Written request
Return, unchanged, every line in the records below that contains the string "tree". The match is case-sensitive.

Supplied information
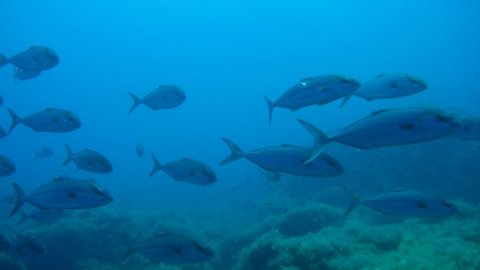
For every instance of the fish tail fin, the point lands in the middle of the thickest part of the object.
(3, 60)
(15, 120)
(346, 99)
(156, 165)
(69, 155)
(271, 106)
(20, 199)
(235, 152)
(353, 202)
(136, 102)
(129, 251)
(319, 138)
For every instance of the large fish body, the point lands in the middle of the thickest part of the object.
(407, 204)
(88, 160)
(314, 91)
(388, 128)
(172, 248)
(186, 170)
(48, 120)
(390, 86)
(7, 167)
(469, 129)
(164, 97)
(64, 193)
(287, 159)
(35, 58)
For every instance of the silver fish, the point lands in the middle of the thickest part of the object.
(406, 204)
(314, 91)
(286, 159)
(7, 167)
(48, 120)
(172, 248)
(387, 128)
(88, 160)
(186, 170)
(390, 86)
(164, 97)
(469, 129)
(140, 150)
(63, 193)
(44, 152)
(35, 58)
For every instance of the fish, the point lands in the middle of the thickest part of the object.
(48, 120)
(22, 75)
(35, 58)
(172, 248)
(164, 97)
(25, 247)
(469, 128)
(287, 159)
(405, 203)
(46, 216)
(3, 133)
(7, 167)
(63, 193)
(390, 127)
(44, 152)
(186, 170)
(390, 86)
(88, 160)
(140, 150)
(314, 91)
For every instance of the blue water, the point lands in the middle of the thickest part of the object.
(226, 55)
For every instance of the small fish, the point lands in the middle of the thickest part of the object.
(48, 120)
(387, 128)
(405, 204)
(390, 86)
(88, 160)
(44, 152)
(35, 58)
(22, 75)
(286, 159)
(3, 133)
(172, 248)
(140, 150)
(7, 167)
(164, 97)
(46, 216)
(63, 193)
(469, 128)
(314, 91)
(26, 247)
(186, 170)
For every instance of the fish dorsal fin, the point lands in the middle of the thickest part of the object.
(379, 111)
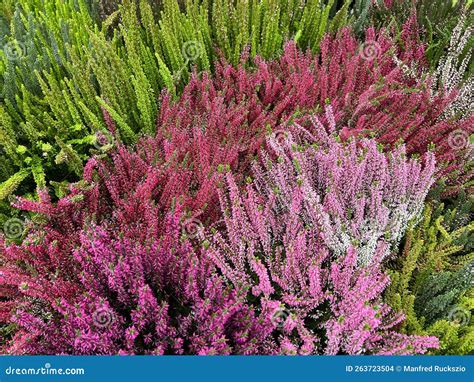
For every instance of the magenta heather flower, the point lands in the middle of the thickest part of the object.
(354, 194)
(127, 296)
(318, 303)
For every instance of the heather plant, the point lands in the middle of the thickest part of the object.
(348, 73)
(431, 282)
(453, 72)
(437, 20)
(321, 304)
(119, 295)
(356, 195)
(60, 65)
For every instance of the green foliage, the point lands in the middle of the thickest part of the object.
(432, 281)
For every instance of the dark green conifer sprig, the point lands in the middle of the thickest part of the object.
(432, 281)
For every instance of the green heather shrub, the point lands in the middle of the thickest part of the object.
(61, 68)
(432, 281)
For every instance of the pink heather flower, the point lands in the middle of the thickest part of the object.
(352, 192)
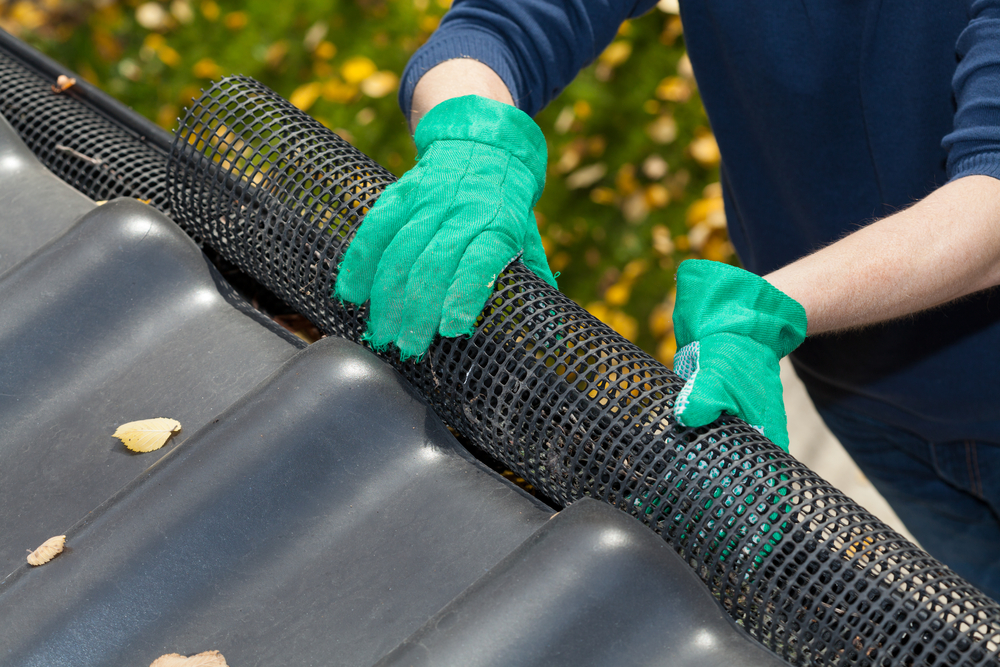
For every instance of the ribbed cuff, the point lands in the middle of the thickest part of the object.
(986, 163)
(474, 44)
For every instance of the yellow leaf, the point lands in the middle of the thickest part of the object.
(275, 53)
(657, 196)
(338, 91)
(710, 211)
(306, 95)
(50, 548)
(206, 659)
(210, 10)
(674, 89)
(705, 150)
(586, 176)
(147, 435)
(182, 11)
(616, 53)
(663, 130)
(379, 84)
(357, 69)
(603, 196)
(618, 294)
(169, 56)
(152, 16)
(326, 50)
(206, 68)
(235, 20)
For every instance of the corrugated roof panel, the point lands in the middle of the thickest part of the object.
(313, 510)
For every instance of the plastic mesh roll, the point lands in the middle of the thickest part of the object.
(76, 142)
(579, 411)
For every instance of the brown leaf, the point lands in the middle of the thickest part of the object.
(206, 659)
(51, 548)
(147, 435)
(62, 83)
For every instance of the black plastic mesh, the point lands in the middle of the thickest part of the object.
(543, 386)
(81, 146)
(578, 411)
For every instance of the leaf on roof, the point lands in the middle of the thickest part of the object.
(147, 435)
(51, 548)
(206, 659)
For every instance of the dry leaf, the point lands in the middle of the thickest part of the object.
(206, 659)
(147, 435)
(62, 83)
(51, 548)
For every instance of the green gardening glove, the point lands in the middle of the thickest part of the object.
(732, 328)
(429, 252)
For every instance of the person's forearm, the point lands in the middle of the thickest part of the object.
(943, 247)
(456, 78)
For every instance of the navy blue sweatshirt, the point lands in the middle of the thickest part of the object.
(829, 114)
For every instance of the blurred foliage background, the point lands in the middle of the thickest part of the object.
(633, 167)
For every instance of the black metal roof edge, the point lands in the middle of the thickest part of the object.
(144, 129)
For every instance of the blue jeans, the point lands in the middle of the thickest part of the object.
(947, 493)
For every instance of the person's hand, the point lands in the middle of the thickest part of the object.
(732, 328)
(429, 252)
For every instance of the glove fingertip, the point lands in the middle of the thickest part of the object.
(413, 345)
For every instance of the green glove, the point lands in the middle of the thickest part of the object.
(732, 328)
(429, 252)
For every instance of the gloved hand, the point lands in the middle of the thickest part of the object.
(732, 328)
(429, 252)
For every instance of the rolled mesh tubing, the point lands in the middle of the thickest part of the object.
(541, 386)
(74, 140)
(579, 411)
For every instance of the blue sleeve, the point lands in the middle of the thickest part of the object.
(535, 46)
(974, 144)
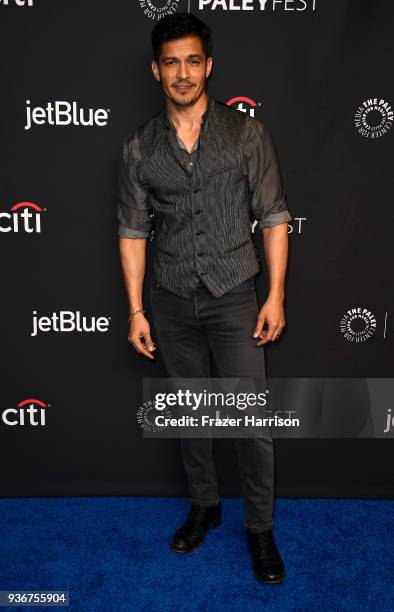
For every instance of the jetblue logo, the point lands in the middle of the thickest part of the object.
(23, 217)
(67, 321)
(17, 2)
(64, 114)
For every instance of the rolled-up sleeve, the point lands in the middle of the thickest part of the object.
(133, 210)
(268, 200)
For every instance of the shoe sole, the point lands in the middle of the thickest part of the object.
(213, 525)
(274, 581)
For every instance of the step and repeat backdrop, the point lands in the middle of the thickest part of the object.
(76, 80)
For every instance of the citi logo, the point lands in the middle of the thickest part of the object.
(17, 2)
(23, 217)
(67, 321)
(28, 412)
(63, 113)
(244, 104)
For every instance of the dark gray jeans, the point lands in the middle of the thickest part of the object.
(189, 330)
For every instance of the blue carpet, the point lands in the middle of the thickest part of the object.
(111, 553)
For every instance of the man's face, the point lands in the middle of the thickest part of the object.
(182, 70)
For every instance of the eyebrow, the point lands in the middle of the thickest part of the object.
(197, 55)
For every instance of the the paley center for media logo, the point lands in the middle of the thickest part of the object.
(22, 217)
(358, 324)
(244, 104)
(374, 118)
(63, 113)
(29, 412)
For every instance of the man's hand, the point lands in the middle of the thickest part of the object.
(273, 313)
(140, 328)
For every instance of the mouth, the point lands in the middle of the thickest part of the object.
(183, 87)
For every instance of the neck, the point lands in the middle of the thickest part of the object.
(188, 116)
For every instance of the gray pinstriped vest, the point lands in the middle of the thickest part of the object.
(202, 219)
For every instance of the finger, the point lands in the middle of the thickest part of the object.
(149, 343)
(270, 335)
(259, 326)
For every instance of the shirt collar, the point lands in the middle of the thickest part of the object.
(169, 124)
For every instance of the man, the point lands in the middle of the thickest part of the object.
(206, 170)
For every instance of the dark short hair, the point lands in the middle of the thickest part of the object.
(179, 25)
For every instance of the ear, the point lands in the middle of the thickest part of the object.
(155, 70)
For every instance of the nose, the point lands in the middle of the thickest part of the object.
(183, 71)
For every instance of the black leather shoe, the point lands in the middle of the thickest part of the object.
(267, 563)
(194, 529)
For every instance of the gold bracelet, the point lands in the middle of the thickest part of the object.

...

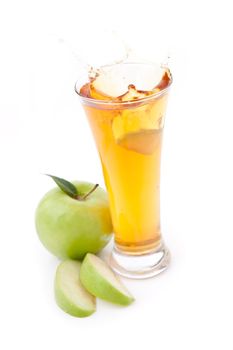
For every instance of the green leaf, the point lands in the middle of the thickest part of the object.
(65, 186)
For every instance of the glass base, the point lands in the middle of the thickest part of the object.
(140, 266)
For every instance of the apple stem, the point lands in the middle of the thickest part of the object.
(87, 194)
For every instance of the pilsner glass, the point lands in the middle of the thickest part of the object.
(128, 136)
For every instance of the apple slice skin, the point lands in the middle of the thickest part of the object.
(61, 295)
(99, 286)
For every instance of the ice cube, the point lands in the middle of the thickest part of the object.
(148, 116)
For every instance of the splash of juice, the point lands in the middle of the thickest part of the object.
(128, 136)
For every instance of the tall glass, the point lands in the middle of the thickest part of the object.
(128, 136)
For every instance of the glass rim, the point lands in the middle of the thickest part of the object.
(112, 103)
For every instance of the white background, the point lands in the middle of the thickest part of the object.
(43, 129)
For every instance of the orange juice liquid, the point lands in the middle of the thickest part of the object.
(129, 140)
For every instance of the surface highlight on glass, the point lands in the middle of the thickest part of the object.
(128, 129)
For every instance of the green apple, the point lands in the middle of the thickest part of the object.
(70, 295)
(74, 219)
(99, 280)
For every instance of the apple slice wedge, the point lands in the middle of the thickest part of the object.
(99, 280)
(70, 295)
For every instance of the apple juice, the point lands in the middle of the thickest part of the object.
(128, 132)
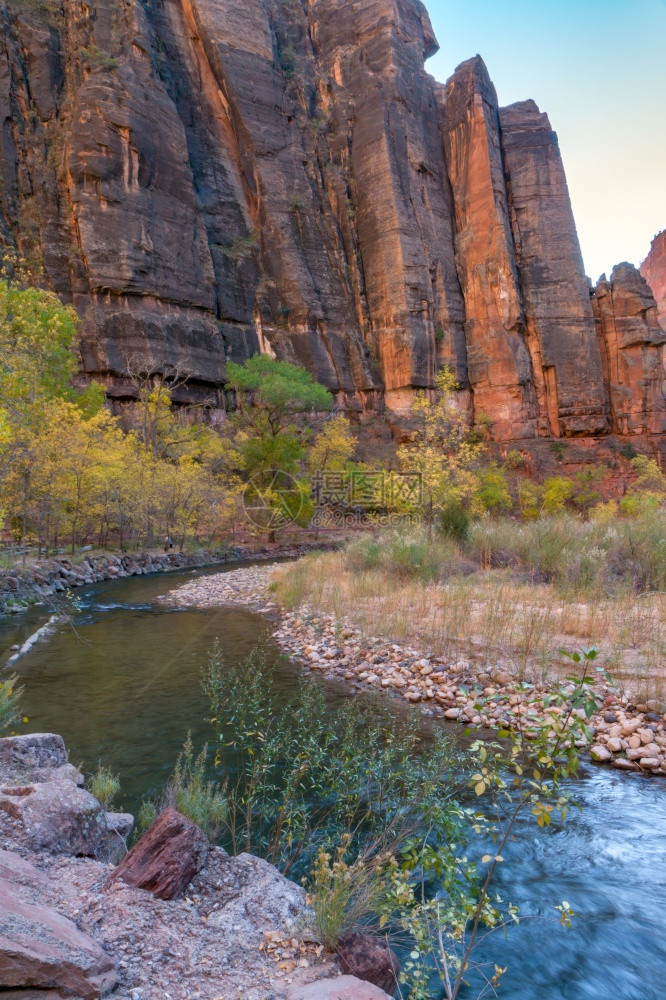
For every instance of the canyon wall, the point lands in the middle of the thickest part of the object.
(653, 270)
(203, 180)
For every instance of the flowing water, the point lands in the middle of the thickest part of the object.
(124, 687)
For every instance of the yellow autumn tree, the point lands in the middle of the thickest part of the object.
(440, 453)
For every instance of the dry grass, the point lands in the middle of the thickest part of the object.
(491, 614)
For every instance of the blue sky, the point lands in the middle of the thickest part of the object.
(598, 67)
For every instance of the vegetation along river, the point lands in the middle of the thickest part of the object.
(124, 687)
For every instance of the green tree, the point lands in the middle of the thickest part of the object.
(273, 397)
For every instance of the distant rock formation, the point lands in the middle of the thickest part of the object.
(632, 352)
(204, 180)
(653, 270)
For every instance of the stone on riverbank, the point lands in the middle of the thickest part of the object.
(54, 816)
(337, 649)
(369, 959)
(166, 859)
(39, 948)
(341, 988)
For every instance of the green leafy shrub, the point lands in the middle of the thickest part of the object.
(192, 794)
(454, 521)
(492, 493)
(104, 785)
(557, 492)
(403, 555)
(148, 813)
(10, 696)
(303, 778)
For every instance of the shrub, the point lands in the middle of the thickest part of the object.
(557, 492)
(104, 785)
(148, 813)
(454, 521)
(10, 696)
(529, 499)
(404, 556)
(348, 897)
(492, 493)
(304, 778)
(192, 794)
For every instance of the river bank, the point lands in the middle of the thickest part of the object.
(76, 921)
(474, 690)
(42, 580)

Correct output
For every instance of the yellow autumn tree, the point lands in the middle of the thickest part of the object.
For every instance of the green tree, the point lands in the middle of the thickest part of the object.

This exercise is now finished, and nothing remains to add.